#### Work instructions
Locate every line in the material below that contains the word "Each", and copy those lines in full. Uppercase and lowercase letters must match.

#### Records provided
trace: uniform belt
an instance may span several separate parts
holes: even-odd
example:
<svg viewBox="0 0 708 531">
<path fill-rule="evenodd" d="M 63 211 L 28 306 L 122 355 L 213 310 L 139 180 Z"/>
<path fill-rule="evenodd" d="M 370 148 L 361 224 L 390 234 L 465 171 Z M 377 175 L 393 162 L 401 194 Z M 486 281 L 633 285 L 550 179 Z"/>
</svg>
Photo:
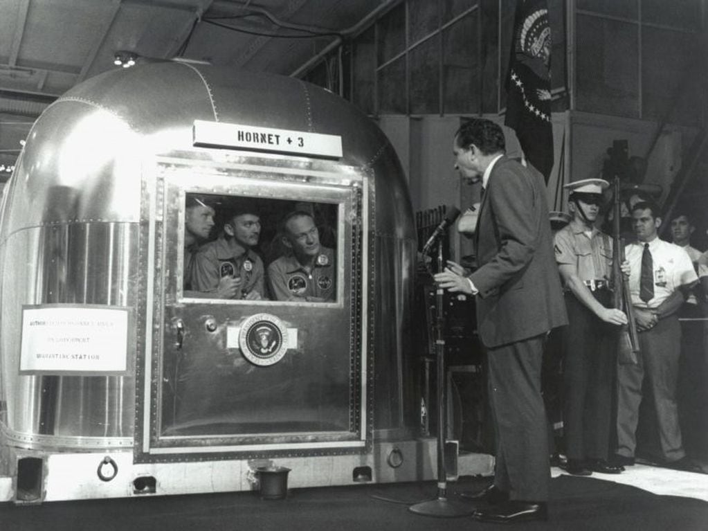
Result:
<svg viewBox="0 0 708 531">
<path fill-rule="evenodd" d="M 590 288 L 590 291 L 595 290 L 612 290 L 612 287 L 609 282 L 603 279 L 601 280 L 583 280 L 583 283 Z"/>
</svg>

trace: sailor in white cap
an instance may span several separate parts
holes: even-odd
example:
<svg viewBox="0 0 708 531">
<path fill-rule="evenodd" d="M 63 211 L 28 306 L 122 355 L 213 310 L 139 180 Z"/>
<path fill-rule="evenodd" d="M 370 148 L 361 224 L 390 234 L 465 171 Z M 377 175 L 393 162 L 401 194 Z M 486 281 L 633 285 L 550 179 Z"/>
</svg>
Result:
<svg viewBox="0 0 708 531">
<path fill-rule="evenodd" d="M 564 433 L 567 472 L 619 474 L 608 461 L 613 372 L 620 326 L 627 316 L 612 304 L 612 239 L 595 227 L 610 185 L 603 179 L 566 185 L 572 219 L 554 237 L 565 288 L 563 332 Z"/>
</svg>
* * *
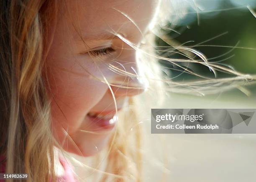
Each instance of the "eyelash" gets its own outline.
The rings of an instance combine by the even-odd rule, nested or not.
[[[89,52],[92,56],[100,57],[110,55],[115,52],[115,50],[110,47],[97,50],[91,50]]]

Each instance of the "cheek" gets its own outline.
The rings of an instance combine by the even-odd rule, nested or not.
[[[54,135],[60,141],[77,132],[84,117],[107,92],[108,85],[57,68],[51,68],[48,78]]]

#### Solution below
Each instance of the "eyelash" gets its own outline.
Each instance of the "cheek" gets its own outline.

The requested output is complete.